■ **Problem statement**
Please restate the paragraph beginning "A bottom up, village centric COIN implementation framework" from the counterinsurgency text as a short bulleted list that keeps its main points.

■ **Supplied text**
=== Section Start ===

Alternatively, COIN implementation has also historically been practiced from a village centric, bottom up framework. This COIN framework is better suited to conflicts where the government is considered to be a threat by the population because it directly builds up village capacity for security and self-governance, negating powerbrokers' malign influence. Defining "the counterinsurgent" in terms of natural political communities, as opposed to the national government, offers ISAF greater flexibility in meeting the needs of population and is supported by COIN successes in Malaya, Vietnam, Afghanistan, and Iraq.

A bottom up, village centric COIN implementation framework is appropriate for Afghanistan because it can begin to redress the socio-political imbalance in Afghan society that continues to empower malign actors through extensive government corruption, patronage networks, and narco-trafficking. Afghanistan's population lacks the basic knowledge, resources, and skills for self-governance, making it subservient to powerbrokers and subject to their predations. International financial and political support of powerbrokers working directly for or with GIRoA only serves to reinforce the utility of the Taliban to oppressed villages since it represents the only organized resistance to what threatens them.

=== Section End ===

■ **Dataset extract**
=== Section Start ===

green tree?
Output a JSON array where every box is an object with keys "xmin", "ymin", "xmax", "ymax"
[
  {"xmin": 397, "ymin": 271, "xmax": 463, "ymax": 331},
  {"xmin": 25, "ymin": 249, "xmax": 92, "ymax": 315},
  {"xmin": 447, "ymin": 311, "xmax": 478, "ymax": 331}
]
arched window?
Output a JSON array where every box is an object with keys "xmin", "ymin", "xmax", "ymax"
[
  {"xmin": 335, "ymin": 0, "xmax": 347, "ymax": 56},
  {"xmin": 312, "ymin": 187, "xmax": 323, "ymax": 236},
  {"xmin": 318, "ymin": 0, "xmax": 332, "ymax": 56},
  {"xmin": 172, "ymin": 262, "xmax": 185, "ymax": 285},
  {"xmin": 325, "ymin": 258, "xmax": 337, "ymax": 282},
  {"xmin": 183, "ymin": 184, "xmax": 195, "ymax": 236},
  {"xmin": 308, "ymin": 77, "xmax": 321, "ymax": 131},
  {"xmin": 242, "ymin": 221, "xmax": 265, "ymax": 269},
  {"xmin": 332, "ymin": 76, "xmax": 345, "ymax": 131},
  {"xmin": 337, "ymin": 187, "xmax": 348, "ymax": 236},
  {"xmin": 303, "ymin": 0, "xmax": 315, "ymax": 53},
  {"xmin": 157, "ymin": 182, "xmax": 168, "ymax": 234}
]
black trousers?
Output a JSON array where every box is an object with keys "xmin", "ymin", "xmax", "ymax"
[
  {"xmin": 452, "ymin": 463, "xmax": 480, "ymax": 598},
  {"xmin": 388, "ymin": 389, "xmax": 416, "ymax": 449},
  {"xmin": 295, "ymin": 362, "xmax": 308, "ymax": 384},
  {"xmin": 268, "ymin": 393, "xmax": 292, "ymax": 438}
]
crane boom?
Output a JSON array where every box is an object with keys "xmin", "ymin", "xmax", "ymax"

=== Section End ===

■ **Output of the exercise**
- A bottom-up, village-centric COIN framework suits Afghanistan because it can start to correct the socio-political imbalance in Afghan society.
- That imbalance keeps empowering malign actors through widespread government corruption, patronage networks, and narco-trafficking.
- Afghanistan's population lacks the basic knowledge, resources, and skills to govern itself, which leaves it subservient to powerbrokers and exposed to their predations.
- International financial and political support for powerbrokers working for or with GIRoA reinforces the Taliban's usefulness to oppressed villages, since the Taliban is the only organized resistance to what threatens them.